■ What the task asks:
Start with the line that holds "outline --target blueberry". Please copy it and each remaining line below exactly, leaving pictures out.

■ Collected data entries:
[Start of Attachment]

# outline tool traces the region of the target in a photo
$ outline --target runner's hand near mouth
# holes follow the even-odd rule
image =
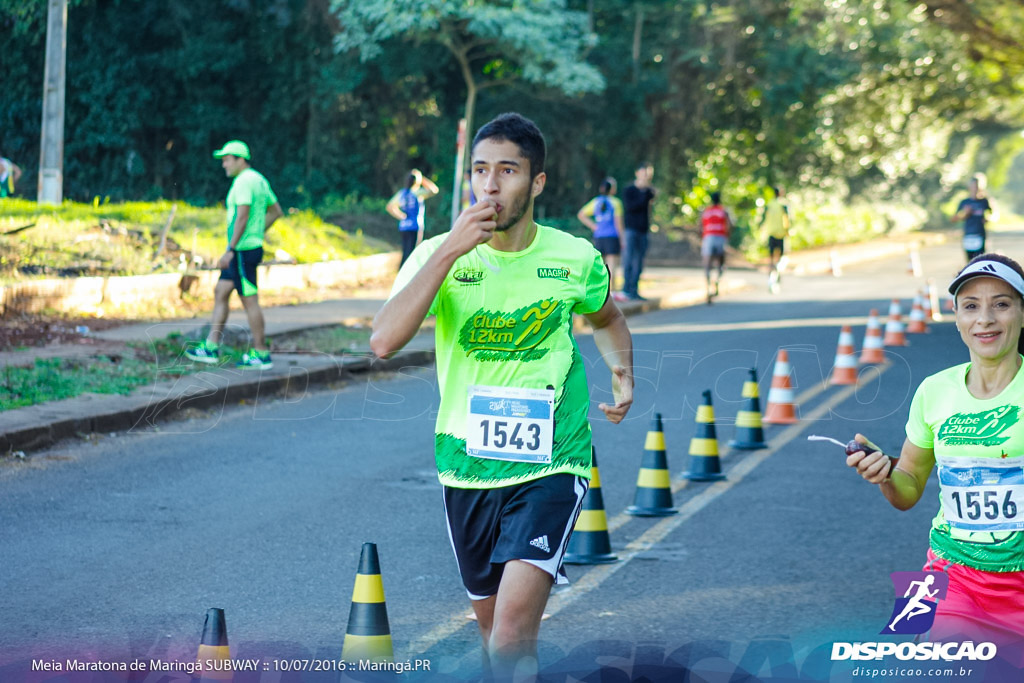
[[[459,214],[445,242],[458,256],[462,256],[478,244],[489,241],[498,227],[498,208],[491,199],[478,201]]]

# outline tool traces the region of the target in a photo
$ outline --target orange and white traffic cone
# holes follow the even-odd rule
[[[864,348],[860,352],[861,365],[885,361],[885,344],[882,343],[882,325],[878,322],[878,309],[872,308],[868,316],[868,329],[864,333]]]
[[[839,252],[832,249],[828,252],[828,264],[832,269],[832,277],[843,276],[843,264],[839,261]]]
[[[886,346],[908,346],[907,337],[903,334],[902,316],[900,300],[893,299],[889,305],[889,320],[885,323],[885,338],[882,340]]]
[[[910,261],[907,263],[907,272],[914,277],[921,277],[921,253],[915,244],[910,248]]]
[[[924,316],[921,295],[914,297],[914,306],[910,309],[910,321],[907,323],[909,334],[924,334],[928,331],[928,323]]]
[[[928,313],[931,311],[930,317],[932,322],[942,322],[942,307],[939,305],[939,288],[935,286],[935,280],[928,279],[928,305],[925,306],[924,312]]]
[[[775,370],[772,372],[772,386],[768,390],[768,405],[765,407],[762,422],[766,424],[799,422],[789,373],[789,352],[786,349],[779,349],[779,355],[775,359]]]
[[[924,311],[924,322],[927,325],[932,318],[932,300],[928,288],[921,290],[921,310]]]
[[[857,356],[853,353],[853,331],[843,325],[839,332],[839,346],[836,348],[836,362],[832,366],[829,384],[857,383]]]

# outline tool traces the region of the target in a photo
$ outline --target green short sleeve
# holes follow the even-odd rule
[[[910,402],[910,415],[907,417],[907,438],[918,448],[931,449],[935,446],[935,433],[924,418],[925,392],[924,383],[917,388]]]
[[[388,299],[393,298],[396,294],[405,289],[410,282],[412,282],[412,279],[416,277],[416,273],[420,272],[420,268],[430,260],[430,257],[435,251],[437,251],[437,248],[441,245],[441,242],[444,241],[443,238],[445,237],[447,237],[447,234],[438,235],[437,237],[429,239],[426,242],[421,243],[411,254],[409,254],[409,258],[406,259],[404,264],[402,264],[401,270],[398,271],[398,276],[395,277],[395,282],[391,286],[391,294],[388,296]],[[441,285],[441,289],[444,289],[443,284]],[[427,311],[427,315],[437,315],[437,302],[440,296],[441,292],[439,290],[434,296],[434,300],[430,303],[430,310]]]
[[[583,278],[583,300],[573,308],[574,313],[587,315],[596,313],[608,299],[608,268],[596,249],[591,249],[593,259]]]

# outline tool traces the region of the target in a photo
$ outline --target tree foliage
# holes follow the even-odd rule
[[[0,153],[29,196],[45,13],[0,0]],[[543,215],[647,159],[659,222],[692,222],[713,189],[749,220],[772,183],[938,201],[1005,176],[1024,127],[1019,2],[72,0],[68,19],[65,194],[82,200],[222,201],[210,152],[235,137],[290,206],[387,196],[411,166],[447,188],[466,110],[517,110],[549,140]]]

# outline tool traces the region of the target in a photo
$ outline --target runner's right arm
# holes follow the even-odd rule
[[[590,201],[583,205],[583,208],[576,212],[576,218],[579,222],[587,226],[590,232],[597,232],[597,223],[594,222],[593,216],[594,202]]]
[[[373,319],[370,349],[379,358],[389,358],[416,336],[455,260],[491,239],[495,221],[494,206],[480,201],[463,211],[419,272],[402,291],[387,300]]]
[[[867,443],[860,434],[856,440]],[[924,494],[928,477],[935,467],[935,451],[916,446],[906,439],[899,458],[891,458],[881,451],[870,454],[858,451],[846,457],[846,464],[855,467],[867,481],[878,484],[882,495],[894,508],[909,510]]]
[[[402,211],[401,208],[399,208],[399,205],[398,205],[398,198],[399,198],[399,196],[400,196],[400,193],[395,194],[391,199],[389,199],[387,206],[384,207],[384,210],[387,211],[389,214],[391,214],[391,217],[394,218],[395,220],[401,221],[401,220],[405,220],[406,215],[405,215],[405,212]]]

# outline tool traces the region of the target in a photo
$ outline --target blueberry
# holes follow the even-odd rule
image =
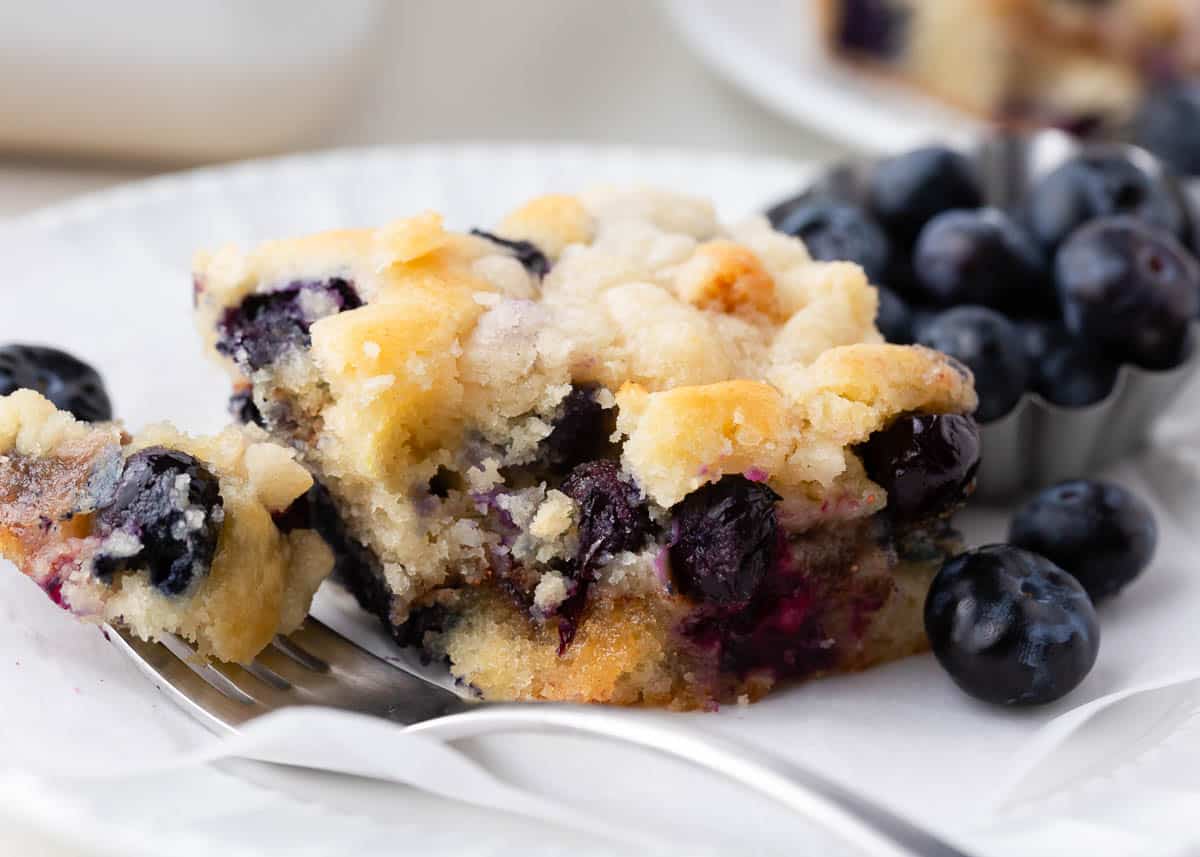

[End of Attachment]

■ Result for this task:
$ outline --target blueberry
# holes follow the even-odd rule
image =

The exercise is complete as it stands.